%%
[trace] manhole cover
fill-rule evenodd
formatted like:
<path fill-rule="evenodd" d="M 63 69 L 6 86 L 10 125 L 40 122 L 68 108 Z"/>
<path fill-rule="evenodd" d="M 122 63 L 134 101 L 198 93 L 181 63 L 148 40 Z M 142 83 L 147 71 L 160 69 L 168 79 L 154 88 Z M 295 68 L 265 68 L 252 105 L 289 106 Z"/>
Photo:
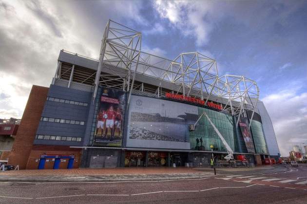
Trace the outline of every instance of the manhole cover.
<path fill-rule="evenodd" d="M 78 187 L 67 187 L 65 188 L 65 190 L 81 190 L 81 189 Z"/>

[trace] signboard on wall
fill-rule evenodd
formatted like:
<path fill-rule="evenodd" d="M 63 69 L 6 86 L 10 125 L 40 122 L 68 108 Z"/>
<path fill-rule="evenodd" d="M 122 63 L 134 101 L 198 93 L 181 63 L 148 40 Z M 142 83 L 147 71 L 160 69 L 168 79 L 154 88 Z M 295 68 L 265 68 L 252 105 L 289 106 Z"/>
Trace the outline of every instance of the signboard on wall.
<path fill-rule="evenodd" d="M 189 124 L 198 118 L 197 106 L 133 95 L 127 147 L 190 149 Z"/>
<path fill-rule="evenodd" d="M 245 145 L 249 153 L 255 153 L 254 143 L 250 131 L 249 129 L 248 121 L 246 118 L 241 118 L 239 120 L 239 125 L 243 136 Z"/>
<path fill-rule="evenodd" d="M 103 87 L 99 99 L 94 144 L 121 147 L 126 104 L 125 92 Z"/>

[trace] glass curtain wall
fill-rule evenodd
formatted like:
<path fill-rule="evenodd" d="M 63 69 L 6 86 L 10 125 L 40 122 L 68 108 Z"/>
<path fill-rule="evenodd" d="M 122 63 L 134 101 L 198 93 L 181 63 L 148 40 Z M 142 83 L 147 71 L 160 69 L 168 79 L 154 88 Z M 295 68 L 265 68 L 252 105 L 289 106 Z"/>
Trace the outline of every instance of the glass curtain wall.
<path fill-rule="evenodd" d="M 263 131 L 262 131 L 262 124 L 261 123 L 257 120 L 251 120 L 250 130 L 254 139 L 256 153 L 268 154 L 268 149 L 266 145 L 266 140 Z"/>
<path fill-rule="evenodd" d="M 199 116 L 203 112 L 206 112 L 229 146 L 234 151 L 235 133 L 231 116 L 212 110 L 198 107 Z M 202 148 L 197 148 L 202 145 L 200 142 L 200 138 L 203 141 Z M 190 132 L 190 143 L 191 149 L 193 150 L 211 151 L 210 146 L 212 144 L 214 146 L 214 151 L 227 152 L 222 141 L 205 116 L 199 120 L 195 126 L 195 131 Z"/>

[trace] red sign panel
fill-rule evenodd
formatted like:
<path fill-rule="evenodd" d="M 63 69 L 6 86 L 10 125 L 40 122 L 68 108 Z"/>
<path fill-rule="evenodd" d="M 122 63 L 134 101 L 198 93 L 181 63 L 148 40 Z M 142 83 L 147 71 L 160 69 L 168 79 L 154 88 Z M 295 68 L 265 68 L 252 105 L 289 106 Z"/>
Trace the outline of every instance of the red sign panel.
<path fill-rule="evenodd" d="M 192 102 L 200 105 L 205 105 L 205 101 L 201 99 L 197 99 L 194 97 L 191 97 L 190 96 L 184 96 L 181 94 L 175 94 L 172 93 L 166 93 L 165 97 L 166 98 L 170 98 L 171 99 L 176 99 L 177 100 L 184 101 L 189 102 Z M 222 110 L 222 106 L 218 104 L 214 103 L 213 102 L 207 102 L 207 105 L 211 108 L 216 108 L 219 110 Z"/>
%%
- What is needed
Rewrite the items above as a two-column CSV with the header input,output, one row per item. Put each item's text in the input column and its answer in the output column, each in one double-quoted field with line breaks replaced by spaces, and leave the pictures out.

- The reply
input,output
"[trace] manhole cover fill-rule evenodd formatted like: <path fill-rule=""evenodd"" d=""M 63 69 L 6 86 L 10 125 L 40 122 L 68 108 Z""/> <path fill-rule=""evenodd"" d=""M 122 63 L 134 101 L 198 93 L 181 63 L 148 40 Z M 142 83 L 147 71 L 160 69 L 168 79 L 154 88 Z M 295 68 L 265 68 L 252 105 L 289 106 Z""/> Photo: Trace the outline of every instance of the manhole cover.","<path fill-rule=""evenodd"" d=""M 78 187 L 67 187 L 65 188 L 65 190 L 81 190 L 81 189 Z""/>"
"[trace] signboard on wall fill-rule evenodd formatted like: <path fill-rule=""evenodd"" d=""M 63 69 L 6 86 L 10 125 L 40 122 L 68 108 Z""/> <path fill-rule=""evenodd"" d=""M 122 63 L 134 101 L 198 93 L 181 63 L 148 40 Z M 142 83 L 147 71 L 160 69 L 168 79 L 154 88 Z M 295 68 L 265 68 L 252 105 L 289 106 Z""/> Trace the outline of every instance of the signboard on wall.","<path fill-rule=""evenodd"" d=""M 189 124 L 198 118 L 197 106 L 133 95 L 127 147 L 190 149 Z""/> <path fill-rule=""evenodd"" d=""M 245 145 L 249 153 L 255 153 L 254 143 L 250 131 L 249 129 L 248 121 L 246 118 L 241 118 L 239 120 L 239 125 L 243 136 Z""/> <path fill-rule=""evenodd"" d=""M 103 87 L 99 99 L 94 144 L 121 147 L 126 104 L 125 92 Z""/>"
"[trace] glass curtain wall fill-rule evenodd formatted like: <path fill-rule=""evenodd"" d=""M 63 69 L 6 86 L 10 125 L 40 122 L 68 108 Z""/> <path fill-rule=""evenodd"" d=""M 122 63 L 134 101 L 198 93 L 181 63 L 148 40 Z M 142 83 L 147 71 L 160 69 L 168 79 L 154 88 Z M 295 68 L 265 68 L 252 105 L 289 106 Z""/> Trace the outline of every instance of the glass curtain wall.","<path fill-rule=""evenodd"" d=""M 263 131 L 262 131 L 262 124 L 261 123 L 257 120 L 251 120 L 250 130 L 254 139 L 256 153 L 268 154 L 268 149 L 266 145 L 266 140 Z""/> <path fill-rule=""evenodd"" d=""M 199 116 L 203 112 L 206 112 L 229 146 L 234 151 L 235 133 L 231 116 L 212 110 L 198 107 Z M 202 148 L 197 148 L 202 145 L 200 142 L 200 138 L 203 141 Z M 190 132 L 190 143 L 191 149 L 193 150 L 211 151 L 210 146 L 212 144 L 214 146 L 214 151 L 227 152 L 222 141 L 205 116 L 199 120 L 195 126 L 195 131 Z""/>"
"[trace] red sign panel fill-rule evenodd formatted like: <path fill-rule=""evenodd"" d=""M 63 69 L 6 86 L 10 125 L 40 122 L 68 108 Z""/> <path fill-rule=""evenodd"" d=""M 122 63 L 134 101 L 198 93 L 181 63 L 148 40 Z M 142 83 L 147 71 L 160 69 L 168 79 L 154 88 Z M 295 68 L 265 68 L 252 105 L 289 106 Z""/> Trace the outline of every instance of the red sign panel.","<path fill-rule=""evenodd"" d=""M 192 102 L 200 105 L 205 105 L 205 101 L 201 99 L 197 99 L 194 97 L 191 97 L 190 96 L 184 96 L 181 94 L 175 94 L 172 93 L 166 93 L 165 97 L 166 98 L 170 98 L 171 99 L 176 99 L 177 100 L 184 101 L 189 102 Z M 222 110 L 222 106 L 218 104 L 214 103 L 213 102 L 207 102 L 207 105 L 211 108 L 216 108 L 219 110 Z""/>"